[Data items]

========================

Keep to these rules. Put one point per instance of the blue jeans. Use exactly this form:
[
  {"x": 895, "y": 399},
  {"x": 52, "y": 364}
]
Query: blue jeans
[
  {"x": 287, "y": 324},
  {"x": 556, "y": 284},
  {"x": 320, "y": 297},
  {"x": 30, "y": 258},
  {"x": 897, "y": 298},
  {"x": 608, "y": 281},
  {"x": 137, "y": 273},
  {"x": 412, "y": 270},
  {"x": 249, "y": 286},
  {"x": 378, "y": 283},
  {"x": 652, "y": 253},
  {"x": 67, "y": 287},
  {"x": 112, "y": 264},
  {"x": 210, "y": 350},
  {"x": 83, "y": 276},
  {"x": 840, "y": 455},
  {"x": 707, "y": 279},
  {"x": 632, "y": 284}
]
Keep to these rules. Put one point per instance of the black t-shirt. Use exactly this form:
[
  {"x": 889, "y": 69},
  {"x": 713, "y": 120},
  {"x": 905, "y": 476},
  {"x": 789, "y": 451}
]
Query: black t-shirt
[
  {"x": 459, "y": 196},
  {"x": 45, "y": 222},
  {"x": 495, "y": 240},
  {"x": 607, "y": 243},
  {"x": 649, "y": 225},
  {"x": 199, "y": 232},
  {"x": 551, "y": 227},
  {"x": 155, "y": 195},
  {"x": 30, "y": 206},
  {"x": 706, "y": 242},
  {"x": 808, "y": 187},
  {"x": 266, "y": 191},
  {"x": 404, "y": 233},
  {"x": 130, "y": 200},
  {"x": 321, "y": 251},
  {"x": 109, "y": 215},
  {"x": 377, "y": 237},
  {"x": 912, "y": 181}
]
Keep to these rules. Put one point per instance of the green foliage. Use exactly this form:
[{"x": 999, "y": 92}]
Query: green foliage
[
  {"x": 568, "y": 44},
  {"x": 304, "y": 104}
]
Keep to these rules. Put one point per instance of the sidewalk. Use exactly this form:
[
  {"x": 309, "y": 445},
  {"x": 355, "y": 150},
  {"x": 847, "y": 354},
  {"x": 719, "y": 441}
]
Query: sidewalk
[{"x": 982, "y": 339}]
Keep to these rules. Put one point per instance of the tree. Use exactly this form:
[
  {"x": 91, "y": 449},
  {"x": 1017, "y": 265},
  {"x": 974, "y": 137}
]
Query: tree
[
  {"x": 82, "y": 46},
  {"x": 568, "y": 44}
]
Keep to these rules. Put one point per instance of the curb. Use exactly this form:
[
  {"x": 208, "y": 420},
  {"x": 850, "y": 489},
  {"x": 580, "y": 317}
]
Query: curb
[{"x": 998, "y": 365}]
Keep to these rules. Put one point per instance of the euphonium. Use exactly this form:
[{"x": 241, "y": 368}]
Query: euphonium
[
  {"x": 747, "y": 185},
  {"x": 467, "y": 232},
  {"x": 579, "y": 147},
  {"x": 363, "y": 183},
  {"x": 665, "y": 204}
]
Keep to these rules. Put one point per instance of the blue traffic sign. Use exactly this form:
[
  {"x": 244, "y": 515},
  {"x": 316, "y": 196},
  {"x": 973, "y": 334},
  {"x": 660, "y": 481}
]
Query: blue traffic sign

========================

● Goal
Without leaving anything out, give the entries again exactly.

● The solution
Keep to these rules. Put one point per instance of the blue jeans. Use exactly this form:
[
  {"x": 895, "y": 399},
  {"x": 52, "y": 364}
]
Query: blue jeans
[
  {"x": 287, "y": 324},
  {"x": 556, "y": 284},
  {"x": 320, "y": 297},
  {"x": 30, "y": 258},
  {"x": 897, "y": 298},
  {"x": 608, "y": 281},
  {"x": 137, "y": 273},
  {"x": 412, "y": 270},
  {"x": 249, "y": 286},
  {"x": 378, "y": 283},
  {"x": 652, "y": 253},
  {"x": 67, "y": 287},
  {"x": 112, "y": 264},
  {"x": 210, "y": 350},
  {"x": 83, "y": 276},
  {"x": 840, "y": 455},
  {"x": 707, "y": 279},
  {"x": 632, "y": 284}
]
Keep to these rules. Put one point per instance of the black t-shirt. Use exactly this form:
[
  {"x": 889, "y": 69},
  {"x": 713, "y": 120},
  {"x": 905, "y": 476},
  {"x": 789, "y": 451}
]
Query: black t-shirt
[
  {"x": 459, "y": 196},
  {"x": 45, "y": 222},
  {"x": 495, "y": 240},
  {"x": 607, "y": 243},
  {"x": 649, "y": 225},
  {"x": 199, "y": 232},
  {"x": 551, "y": 227},
  {"x": 155, "y": 195},
  {"x": 30, "y": 206},
  {"x": 706, "y": 242},
  {"x": 808, "y": 187},
  {"x": 266, "y": 191},
  {"x": 404, "y": 233},
  {"x": 130, "y": 200},
  {"x": 321, "y": 251},
  {"x": 109, "y": 215},
  {"x": 377, "y": 237},
  {"x": 912, "y": 181}
]
Keep to these rules. Put one point per instance of the green foliage. Use exactly this form:
[{"x": 999, "y": 92}]
Query: green foliage
[
  {"x": 568, "y": 44},
  {"x": 304, "y": 104}
]
Keep to these rules. Put one point per instance of the sidewalk. Use exactly this form:
[
  {"x": 309, "y": 445},
  {"x": 355, "y": 150},
  {"x": 847, "y": 354},
  {"x": 719, "y": 441}
]
Query: sidewalk
[{"x": 982, "y": 339}]
Keep to these rules. Put one point per instance of the tree. Use exactly this form:
[
  {"x": 91, "y": 449},
  {"x": 1017, "y": 265},
  {"x": 974, "y": 137}
]
Query: tree
[
  {"x": 82, "y": 46},
  {"x": 568, "y": 44}
]
Keep to these rules. Put one point per instance of the curb. Use exactly this form:
[
  {"x": 208, "y": 420},
  {"x": 850, "y": 489},
  {"x": 580, "y": 317}
]
Query: curb
[{"x": 998, "y": 365}]
Keep to these rules. Put one point per instance of the euphonium. Use exactly this form:
[{"x": 241, "y": 368}]
Query: euphonium
[
  {"x": 747, "y": 185},
  {"x": 467, "y": 232},
  {"x": 579, "y": 147},
  {"x": 363, "y": 183},
  {"x": 665, "y": 204}
]
Keep to these rules. Put one point per instance of the blue traffic sign. Use exactly this form:
[
  {"x": 244, "y": 515},
  {"x": 316, "y": 196},
  {"x": 973, "y": 334},
  {"x": 660, "y": 481}
]
Query: blue traffic sign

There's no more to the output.